Below are the entries; give again exactly the lines from the one mentioning "Target: yellow sock" through the one mentioning "Write each point like <point>379,29</point>.", inclusive.

(Beginning of DATA TO EXAMINE)

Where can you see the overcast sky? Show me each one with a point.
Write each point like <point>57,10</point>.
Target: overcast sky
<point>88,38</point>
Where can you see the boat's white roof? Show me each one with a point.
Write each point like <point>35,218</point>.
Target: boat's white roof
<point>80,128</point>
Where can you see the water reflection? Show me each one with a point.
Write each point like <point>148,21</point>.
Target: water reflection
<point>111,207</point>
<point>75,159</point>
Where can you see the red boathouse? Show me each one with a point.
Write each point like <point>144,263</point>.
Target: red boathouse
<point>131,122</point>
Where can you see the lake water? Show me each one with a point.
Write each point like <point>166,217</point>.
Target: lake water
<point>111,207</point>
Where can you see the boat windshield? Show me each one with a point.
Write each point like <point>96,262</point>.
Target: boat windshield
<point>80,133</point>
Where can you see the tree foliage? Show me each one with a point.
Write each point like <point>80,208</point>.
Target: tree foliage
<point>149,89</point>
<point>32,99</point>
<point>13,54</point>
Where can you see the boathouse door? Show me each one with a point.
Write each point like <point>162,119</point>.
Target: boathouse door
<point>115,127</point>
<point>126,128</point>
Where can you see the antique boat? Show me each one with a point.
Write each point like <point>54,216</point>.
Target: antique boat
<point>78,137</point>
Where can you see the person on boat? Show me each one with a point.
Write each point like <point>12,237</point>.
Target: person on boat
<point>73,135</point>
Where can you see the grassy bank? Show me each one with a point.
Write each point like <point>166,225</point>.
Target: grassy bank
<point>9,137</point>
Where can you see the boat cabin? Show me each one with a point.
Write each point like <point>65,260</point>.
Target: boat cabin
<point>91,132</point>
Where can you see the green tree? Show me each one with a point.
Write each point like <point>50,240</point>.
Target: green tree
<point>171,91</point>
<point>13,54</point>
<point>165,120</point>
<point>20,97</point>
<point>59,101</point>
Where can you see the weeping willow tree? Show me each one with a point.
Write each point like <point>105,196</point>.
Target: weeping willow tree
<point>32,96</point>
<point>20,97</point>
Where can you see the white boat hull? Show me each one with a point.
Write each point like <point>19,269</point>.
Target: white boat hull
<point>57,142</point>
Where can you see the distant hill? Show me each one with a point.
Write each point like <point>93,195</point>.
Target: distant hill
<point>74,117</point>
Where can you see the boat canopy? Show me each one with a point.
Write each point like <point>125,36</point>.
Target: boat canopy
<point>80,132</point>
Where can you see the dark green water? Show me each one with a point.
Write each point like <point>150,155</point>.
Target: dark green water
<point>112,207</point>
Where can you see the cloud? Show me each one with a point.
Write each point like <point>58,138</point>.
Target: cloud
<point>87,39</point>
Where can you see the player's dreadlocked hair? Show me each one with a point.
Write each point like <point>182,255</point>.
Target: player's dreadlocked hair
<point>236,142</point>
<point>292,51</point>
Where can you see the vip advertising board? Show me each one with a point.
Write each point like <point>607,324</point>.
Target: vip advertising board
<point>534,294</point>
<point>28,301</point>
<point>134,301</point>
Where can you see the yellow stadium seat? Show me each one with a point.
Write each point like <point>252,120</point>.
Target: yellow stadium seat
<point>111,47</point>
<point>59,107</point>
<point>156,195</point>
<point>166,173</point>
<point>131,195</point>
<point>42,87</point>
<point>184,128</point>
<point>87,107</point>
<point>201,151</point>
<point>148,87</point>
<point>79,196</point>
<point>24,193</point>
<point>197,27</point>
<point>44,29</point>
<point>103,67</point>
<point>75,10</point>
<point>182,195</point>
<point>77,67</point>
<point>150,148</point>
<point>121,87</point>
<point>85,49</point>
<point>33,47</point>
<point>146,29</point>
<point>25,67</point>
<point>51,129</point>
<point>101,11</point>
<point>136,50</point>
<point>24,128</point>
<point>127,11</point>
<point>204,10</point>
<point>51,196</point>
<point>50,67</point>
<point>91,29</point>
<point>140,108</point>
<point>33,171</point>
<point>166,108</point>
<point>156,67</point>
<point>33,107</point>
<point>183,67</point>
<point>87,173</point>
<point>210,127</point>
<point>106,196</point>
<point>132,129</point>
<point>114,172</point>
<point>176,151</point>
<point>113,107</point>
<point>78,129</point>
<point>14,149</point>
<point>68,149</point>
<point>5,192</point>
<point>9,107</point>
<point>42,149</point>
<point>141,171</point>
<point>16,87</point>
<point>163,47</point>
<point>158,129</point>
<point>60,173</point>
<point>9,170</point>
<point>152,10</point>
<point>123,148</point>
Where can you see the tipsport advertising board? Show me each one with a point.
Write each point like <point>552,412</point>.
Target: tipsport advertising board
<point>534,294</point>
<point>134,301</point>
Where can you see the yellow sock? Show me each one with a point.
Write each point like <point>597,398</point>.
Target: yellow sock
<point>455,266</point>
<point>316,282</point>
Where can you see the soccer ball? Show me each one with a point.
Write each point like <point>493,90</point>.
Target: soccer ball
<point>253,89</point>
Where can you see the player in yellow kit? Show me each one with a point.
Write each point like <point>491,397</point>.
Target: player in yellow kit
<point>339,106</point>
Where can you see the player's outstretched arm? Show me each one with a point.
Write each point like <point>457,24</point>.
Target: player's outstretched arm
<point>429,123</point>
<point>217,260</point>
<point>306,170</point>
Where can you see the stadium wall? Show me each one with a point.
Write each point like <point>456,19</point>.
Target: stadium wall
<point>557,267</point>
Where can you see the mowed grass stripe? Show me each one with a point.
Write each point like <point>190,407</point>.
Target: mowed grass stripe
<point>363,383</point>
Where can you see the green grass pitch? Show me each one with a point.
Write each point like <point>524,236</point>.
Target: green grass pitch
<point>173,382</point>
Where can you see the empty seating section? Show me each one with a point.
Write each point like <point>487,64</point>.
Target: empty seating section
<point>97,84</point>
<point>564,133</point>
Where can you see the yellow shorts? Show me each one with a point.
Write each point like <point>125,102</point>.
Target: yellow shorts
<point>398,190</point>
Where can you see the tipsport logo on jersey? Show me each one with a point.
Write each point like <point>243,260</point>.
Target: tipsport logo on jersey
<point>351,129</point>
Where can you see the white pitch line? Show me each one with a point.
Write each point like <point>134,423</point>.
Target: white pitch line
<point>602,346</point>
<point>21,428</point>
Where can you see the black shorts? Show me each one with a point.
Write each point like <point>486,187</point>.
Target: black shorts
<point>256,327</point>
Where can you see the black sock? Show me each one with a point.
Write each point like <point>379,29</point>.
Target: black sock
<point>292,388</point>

(End of DATA TO EXAMINE)

▸ SOLUTION TO THIS TASK
Target: yellow sock
<point>455,266</point>
<point>316,282</point>
Where can you see the soccer ball? Show me each one with a point.
Write each point like <point>493,90</point>.
Target: soccer ball
<point>253,89</point>
Where can you see the player in yellow kit? Show me each one with a point.
Write each point like <point>491,397</point>.
Target: player in yellow kit
<point>339,106</point>
Where can you see the player's outstretched arm? Show me each one with a point.
Write each point like <point>457,24</point>.
Target: player's outstretched arm
<point>429,123</point>
<point>217,260</point>
<point>306,170</point>
Where can you see the stadium wall? Show me each one with a point.
Write each point like <point>456,19</point>.
Target: stadium wall
<point>557,267</point>
Where can you see the mowed grass stripe? Show me each one with a point.
Write each point like <point>190,407</point>.
Target: mowed grass stripe
<point>363,383</point>
Where can you see the green grass pitch? Show me each one with a point.
Write each point like <point>524,236</point>.
Target: green grass pitch
<point>173,382</point>
Where can you see the empty seating section? Show me each one with a point.
Write each point like <point>487,64</point>.
Target: empty seating section
<point>97,84</point>
<point>564,133</point>
Where can you see the yellow shorts? Show me each one with a point.
Write each point like <point>125,102</point>.
Target: yellow shorts
<point>398,190</point>
Where can you see the tipsport logo on jersey? Show me each one with a point.
Write each point like <point>243,260</point>.
Target: tipsport logo on jersey
<point>351,129</point>
Where can you see the white pitch line? Show me each one with a point.
Write each point like <point>134,423</point>.
Target: white pitch line
<point>602,346</point>
<point>21,428</point>
Where can you see the black shorts? Show me each one with a point.
Write each point like <point>486,187</point>.
Target: black shorts
<point>256,327</point>
Where can you see the black sock? Show me each one with a point.
Write each point like <point>379,29</point>.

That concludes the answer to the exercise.